• Given problem a
According to the comment on Christian mysticism, which doctrine crept in around the time of St. Augustine?

• Source text

Carl McColman Says: December 16, 2007 at 6:54 am
Thanks for your comment, Ned. While I haven’t yet read Sri Aurobindo (I’m only just now reading Ramana Maharshi), Ken Wilber speaks as higly of Aurobindo as he does of Maharshi, so I think I’d love to check him out. He’s written so voluminously, though — where do you suggest I start?
As for your question… certainly Christian dogma argues for what has been called “the scandal of particularity,” meaning the idea that Christ represents a unique incarnation of the second person of the Holy Trinity. Many observers of Christianity — including Wilber — see the great of tragedy of the church as precisely this: that Christ was fully realized, fully enlightened, and yet his followers quickly became mired in the radical monotheism and dualistic philosophy that was in the air in the world of Hellenism and the Roman Empire, and so could only make sense of Christ’s life and teaching by claiming he was one with God (doctrine of the Incarnation), that God, through three persons, remains one (doctrine of the Holy Trinity) and that all other human beings are mere creatures and thus existentially different from Christ, and furthermore, because of original sin (a nasty little doctrine that crept in around the time of St. Augustine) we mortals are incapable of full union with God, at least not on this side of death. In other words, Christianity as an institution effectively shut the door on the idea that anyone else (inside or outside the church) could be equal with Christ. Thus, the most common interpretation of Christian orthodoxy would hold that Buddha, Krishna, Aurobindo, Maharshi, etc. are no greater than the great Christian mystics like Teresa of Avila or Meister Eckhart: mere mortals who have experienced a profound sense of God’s presence.
So… while this may be the orthodox position, it is hardly the only way of understanding orthodoxy! In fact, it represents what I would call Christian orthodoxy as interpreted by non-mystics.
Many mystics have paid the price for daring to interpret Christian orthodoxy within an understanding engendered by their experience of Divine Union; I personally believe that such mystics were both fully orthodox and unfairly maligned by frightened religious bureaucrats who too often have wielded power within Christendom. What Christian mystics have almost universally witnessed to could be expressed as a simple syllogism:
1. Christ is one with God (John 10:30)
2. We are one with Christ (John 15:4; I Corinthians 12:27)
3. We are one in Christ (Galatians 3:28, Colossians 3:11)
4. Therefore, we are one with, and in, God.
It is a union that is both vertical (the human is one with God) and horizontal (we humans are one with and in each other). Thus, the “Body of Christ” (aka the Mystical Body) is the union of humanity as one person in relation to/union with the Father.

• Exercise inputs
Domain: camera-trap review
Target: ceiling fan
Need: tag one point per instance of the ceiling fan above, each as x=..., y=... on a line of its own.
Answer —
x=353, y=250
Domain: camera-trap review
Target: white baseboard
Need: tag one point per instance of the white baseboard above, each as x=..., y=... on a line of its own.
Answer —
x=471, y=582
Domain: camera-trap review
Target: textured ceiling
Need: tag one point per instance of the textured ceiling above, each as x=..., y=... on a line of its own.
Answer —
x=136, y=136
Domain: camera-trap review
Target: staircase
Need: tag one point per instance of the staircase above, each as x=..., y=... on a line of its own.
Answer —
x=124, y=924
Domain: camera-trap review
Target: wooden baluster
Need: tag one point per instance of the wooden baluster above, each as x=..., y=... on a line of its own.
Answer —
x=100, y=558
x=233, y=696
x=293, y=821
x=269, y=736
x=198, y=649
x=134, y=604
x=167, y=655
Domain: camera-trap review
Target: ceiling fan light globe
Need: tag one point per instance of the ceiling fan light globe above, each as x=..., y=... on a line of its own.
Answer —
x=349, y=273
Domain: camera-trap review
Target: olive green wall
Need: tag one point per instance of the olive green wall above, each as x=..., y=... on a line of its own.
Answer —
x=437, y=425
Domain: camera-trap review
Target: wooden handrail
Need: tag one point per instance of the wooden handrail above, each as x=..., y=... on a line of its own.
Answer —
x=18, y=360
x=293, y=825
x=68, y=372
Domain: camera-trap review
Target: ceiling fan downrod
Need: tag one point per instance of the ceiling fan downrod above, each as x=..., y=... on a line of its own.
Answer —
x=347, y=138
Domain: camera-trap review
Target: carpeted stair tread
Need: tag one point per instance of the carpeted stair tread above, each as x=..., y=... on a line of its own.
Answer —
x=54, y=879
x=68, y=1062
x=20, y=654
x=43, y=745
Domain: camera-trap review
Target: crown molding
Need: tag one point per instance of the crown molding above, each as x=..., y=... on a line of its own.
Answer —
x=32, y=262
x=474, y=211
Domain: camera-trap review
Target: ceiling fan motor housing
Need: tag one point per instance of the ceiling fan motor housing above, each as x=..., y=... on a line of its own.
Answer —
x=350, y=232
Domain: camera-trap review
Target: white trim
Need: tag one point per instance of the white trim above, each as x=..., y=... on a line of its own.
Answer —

• Given problem b
Please pull out every line of the records that contains the word "molding", matching case exactly.

• Exercise solution a
The doctrine of original sin.

• Exercise solution b
Target: crown molding
Need: tag one point per instance of the crown molding above, each as x=..., y=... on a line of its own.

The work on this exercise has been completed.